» **DOCUMENT SEGMENT**:
============
That was fairly easy to do, and now we are free to create either flat hierarchies or single depth ones (i.e. one parent term with one child term—no grandchildren). If you wanted to create a deep hierarchy structure, then this is easily achieved by dragging either additional terms under Snaring, or moving Trapping under something else, like this:

Building Powerful and Robust Websites with Drupal 6

This should not be confused with creating multiple hierarchies—notice that the hierarchy description in this screenshot still describes Hunting as a single hierarchy vocabulary.

But what happens if your topic is slightly more complex than a straightforward hierarchy? For example, it's quite possible that the terms Pits (referring to hunting pits) could be equally at home under both Trapping and Poaching (which in turn may also have multiple parents). In the event that one term has several parent terms, the phrase used to describe this structure is multiple hierarchy.

Recall that when dealing with terms previously, there was an Advanced option in the term edit page that allowed us to specify one or more parent terms. Selecting more than one parent, like so:

Building Powerful and Robust Websites with Drupal 6

...leads Drupal to warn us with the following page:

Building Powerful and Robust Websites with Drupal 6

Basically, it is necessary to warn users that the normal drag and drop facility for vocabularies are not implementable when terms have a complex hierarchy involving several parents—that said, drag and drop will still be enabled if it is at all possible, and the structure will still be shown on the List page. If you want a multiple hierarchy, then the structural editing of the hierarchy must be done by hand in each term's edit form.
============
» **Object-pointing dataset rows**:

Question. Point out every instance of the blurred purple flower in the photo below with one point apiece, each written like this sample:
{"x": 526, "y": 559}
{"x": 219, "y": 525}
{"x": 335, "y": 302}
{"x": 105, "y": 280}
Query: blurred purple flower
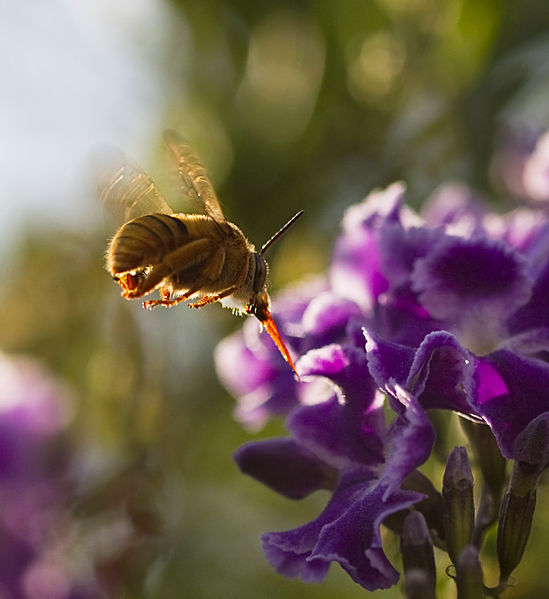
{"x": 35, "y": 411}
{"x": 454, "y": 308}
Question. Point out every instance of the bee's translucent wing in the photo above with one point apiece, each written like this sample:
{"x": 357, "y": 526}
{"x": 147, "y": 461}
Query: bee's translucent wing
{"x": 193, "y": 175}
{"x": 129, "y": 192}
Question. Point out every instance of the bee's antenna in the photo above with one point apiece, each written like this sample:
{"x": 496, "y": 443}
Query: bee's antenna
{"x": 268, "y": 244}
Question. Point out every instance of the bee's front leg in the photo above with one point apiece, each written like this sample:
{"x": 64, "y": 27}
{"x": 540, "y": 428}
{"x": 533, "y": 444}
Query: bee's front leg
{"x": 210, "y": 299}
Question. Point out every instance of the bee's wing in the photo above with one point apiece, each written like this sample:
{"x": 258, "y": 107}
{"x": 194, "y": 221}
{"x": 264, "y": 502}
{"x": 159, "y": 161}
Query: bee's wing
{"x": 130, "y": 192}
{"x": 193, "y": 175}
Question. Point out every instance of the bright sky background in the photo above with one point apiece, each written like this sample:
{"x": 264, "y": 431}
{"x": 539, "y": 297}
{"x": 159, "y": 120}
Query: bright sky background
{"x": 75, "y": 74}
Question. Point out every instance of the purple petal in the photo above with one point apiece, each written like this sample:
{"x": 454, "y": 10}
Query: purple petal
{"x": 354, "y": 541}
{"x": 439, "y": 373}
{"x": 536, "y": 312}
{"x": 327, "y": 315}
{"x": 253, "y": 370}
{"x": 288, "y": 552}
{"x": 284, "y": 466}
{"x": 461, "y": 275}
{"x": 510, "y": 391}
{"x": 456, "y": 206}
{"x": 399, "y": 248}
{"x": 355, "y": 271}
{"x": 387, "y": 361}
{"x": 409, "y": 441}
{"x": 347, "y": 429}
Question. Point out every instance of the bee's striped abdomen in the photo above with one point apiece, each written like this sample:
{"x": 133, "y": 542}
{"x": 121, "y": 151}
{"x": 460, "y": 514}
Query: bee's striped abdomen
{"x": 144, "y": 241}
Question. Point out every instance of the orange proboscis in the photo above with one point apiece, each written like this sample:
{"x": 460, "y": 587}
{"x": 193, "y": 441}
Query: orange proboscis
{"x": 270, "y": 327}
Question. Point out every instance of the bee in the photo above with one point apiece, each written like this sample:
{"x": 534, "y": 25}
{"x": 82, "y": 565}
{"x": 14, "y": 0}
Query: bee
{"x": 202, "y": 257}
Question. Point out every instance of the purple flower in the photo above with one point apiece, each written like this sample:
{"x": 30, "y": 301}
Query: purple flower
{"x": 448, "y": 311}
{"x": 35, "y": 411}
{"x": 342, "y": 443}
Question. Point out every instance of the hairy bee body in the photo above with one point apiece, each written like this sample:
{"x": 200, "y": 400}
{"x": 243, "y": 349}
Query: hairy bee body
{"x": 181, "y": 254}
{"x": 184, "y": 255}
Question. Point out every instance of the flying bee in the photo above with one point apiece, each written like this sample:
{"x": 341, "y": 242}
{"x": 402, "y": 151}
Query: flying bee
{"x": 185, "y": 256}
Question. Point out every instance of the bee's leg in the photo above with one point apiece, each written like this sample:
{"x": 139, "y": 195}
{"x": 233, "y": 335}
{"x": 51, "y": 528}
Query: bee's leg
{"x": 205, "y": 251}
{"x": 210, "y": 299}
{"x": 167, "y": 301}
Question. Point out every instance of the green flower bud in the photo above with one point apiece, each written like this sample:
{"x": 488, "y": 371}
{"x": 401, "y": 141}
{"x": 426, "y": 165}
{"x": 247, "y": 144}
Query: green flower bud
{"x": 416, "y": 547}
{"x": 458, "y": 503}
{"x": 469, "y": 580}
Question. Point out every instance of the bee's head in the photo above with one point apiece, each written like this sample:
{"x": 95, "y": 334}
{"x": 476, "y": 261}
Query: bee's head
{"x": 258, "y": 304}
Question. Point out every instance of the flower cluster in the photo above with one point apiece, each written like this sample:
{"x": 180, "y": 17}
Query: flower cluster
{"x": 35, "y": 530}
{"x": 446, "y": 310}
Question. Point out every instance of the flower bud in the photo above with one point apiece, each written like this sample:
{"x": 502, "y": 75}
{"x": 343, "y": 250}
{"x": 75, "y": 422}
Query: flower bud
{"x": 458, "y": 503}
{"x": 417, "y": 585}
{"x": 416, "y": 547}
{"x": 430, "y": 507}
{"x": 517, "y": 510}
{"x": 469, "y": 581}
{"x": 492, "y": 464}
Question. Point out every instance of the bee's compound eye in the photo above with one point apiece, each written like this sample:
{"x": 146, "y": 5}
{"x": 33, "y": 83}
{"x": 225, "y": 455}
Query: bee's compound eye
{"x": 260, "y": 273}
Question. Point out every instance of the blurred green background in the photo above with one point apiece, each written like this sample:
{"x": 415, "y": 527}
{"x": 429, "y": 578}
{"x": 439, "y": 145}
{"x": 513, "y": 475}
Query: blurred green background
{"x": 292, "y": 105}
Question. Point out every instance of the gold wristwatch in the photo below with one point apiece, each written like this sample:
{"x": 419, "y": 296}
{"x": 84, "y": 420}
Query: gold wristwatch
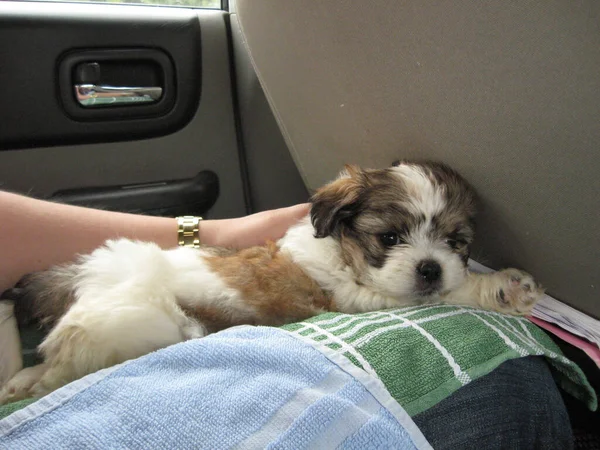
{"x": 188, "y": 231}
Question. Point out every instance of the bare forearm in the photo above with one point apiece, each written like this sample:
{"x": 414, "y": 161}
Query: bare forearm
{"x": 36, "y": 234}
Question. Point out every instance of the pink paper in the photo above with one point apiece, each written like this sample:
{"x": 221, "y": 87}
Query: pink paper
{"x": 589, "y": 348}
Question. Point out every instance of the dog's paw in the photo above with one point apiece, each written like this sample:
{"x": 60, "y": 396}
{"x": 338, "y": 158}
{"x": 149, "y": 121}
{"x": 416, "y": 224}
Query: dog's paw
{"x": 21, "y": 385}
{"x": 515, "y": 292}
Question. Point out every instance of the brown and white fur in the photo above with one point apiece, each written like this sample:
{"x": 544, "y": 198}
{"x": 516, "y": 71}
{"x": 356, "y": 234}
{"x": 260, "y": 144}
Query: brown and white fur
{"x": 374, "y": 239}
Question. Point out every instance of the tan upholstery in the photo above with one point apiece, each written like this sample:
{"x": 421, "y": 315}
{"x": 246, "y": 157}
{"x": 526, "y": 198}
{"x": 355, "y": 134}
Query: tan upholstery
{"x": 506, "y": 92}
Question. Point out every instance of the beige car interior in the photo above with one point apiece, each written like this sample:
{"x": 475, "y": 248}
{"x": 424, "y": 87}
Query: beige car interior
{"x": 508, "y": 93}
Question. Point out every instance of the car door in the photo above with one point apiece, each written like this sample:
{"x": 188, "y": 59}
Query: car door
{"x": 140, "y": 108}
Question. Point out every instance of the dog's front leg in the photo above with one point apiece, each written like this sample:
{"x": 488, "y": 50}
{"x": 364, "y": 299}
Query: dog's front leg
{"x": 508, "y": 291}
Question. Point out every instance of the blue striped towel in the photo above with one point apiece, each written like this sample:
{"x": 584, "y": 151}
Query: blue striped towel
{"x": 246, "y": 387}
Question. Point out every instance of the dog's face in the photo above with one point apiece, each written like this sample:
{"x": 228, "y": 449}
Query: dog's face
{"x": 405, "y": 231}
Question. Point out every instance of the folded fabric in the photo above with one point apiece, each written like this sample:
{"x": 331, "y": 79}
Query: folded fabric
{"x": 247, "y": 387}
{"x": 423, "y": 354}
{"x": 335, "y": 378}
{"x": 590, "y": 349}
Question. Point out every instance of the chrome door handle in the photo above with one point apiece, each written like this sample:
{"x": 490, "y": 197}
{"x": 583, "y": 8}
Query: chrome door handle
{"x": 92, "y": 95}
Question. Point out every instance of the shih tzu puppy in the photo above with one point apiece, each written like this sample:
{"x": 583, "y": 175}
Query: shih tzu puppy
{"x": 375, "y": 239}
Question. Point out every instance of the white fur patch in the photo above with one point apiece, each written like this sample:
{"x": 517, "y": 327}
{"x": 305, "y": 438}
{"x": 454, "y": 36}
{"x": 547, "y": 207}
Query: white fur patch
{"x": 425, "y": 197}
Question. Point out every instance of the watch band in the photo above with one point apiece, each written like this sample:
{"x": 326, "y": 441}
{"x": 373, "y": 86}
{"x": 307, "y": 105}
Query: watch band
{"x": 188, "y": 231}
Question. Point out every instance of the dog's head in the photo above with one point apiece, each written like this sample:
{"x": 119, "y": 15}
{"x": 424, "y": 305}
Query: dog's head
{"x": 405, "y": 231}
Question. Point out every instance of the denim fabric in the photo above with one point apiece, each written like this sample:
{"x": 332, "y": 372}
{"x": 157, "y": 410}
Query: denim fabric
{"x": 517, "y": 406}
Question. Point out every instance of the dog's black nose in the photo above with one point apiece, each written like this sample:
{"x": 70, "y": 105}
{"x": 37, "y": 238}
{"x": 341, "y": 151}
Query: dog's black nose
{"x": 430, "y": 271}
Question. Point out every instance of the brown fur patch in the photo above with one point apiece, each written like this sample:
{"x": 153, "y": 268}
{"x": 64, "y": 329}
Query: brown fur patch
{"x": 364, "y": 204}
{"x": 269, "y": 281}
{"x": 44, "y": 297}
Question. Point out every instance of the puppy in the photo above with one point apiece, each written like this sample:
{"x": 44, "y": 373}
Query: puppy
{"x": 375, "y": 239}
============
» **WORK TO DO**: In the Drupal vocabulary hierarchy text, copy verbatim everything from "Recall that when" up to and including "term's edit form.".

» **TASK RESULT**:
Recall that when dealing with terms previously, there was an Advanced option in the term edit page that allowed us to specify one or more parent terms. Selecting more than one parent, like so:

Building Powerful and Robust Websites with Drupal 6

...leads Drupal to warn us with the following page:

Building Powerful and Robust Websites with Drupal 6

Basically, it is necessary to warn users that the normal drag and drop facility for vocabularies are not implementable when terms have a complex hierarchy involving several parents—that said, drag and drop will still be enabled if it is at all possible, and the structure will still be shown on the List page. If you want a multiple hierarchy, then the structural editing of the hierarchy must be done by hand in each term's edit form.